▶ **Task goal**:
Print the data below exactly as it appears.

-------- Data for review --------

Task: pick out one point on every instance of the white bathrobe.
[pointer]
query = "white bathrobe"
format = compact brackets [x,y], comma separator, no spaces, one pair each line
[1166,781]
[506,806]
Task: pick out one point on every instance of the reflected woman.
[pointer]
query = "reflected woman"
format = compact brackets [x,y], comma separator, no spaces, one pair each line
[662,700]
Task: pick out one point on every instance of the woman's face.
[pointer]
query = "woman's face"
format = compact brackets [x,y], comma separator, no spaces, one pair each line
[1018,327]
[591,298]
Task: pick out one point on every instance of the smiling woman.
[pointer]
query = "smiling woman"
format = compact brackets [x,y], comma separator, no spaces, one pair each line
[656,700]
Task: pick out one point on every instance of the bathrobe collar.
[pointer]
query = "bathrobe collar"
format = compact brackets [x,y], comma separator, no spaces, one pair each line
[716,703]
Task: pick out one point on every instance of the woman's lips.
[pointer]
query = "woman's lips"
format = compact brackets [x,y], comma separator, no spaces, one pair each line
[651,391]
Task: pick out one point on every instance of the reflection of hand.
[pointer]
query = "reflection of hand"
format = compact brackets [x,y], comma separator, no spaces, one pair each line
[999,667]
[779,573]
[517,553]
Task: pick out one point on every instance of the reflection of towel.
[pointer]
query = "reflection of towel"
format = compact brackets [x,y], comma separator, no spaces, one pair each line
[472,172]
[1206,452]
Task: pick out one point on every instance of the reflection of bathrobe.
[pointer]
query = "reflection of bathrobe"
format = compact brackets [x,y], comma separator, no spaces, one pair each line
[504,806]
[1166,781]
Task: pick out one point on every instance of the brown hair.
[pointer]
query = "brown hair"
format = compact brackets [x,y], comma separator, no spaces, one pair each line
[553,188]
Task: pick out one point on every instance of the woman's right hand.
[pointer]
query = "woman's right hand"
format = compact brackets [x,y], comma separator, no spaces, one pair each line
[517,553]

--------

▶ **Answer to this exercise**:
Task: pick out one point on every instance of the white bathrobe.
[pointer]
query = "white bathrobe"
format = compact brackets [x,y], comma separator, no spaces, one pair each line
[1166,781]
[506,806]
Task: pick out one point on every instance of the reflected woman.
[pointer]
query = "reflected woman"
format = compact brackets [x,y], comma separator, no spaces, one pair each line
[662,700]
Task: pick out one point on every instance of the woman's face.
[pointer]
query = "woman's face"
format = compact brackets [x,y], comma separator, no spaces, one pair each line
[1018,327]
[591,298]
Task: pick out one point on every instance of the smiling woman.
[pointer]
query = "smiling woman"
format = compact brackets [x,y], comma separator, no spaces, one pair each line
[656,700]
Task: pick out one point on every instance of the bathrobe collar.
[pointer]
query = "bathrobe collar"
format = compact brackets [x,y], comma separator, no spaces, one pair each line
[716,703]
Task: pick out one point on every instance of the woman's lips.
[pointer]
query = "woman's lips"
format = compact brackets [x,y], comma separator, no spaces, one pair each line
[651,391]
Task: pick out one point on every instance of the reflection of hand.
[pointer]
query = "reflection of hand"
format = compact brackets [x,y], comma separator, no spaces, one pair each line
[999,667]
[779,573]
[517,553]
Task: pick out one point on every instance of the reflection of towel.
[pointer]
query = "reflection of towel"
format = compact brackets [x,y], comma separator, no spaces, one pair each line
[472,172]
[1206,452]
Task: pick out one point on every instance of the reflection of bathrobe.
[pointer]
query = "reflection of bathrobe"
format = compact brackets [x,y], comma separator, no spaces, one pair each line
[504,806]
[1166,781]
Task: pick out one point on every instance of the brown hair.
[pointer]
query = "brown hair"
format = compact brackets [x,y], comma separator, no spaces, one pair each line
[553,188]
Task: pick out one point on every instance of the woman's right hand.
[pointer]
query = "woman's right hand"
format = compact brackets [x,y], comma separator, no spaces, one pair each line
[517,553]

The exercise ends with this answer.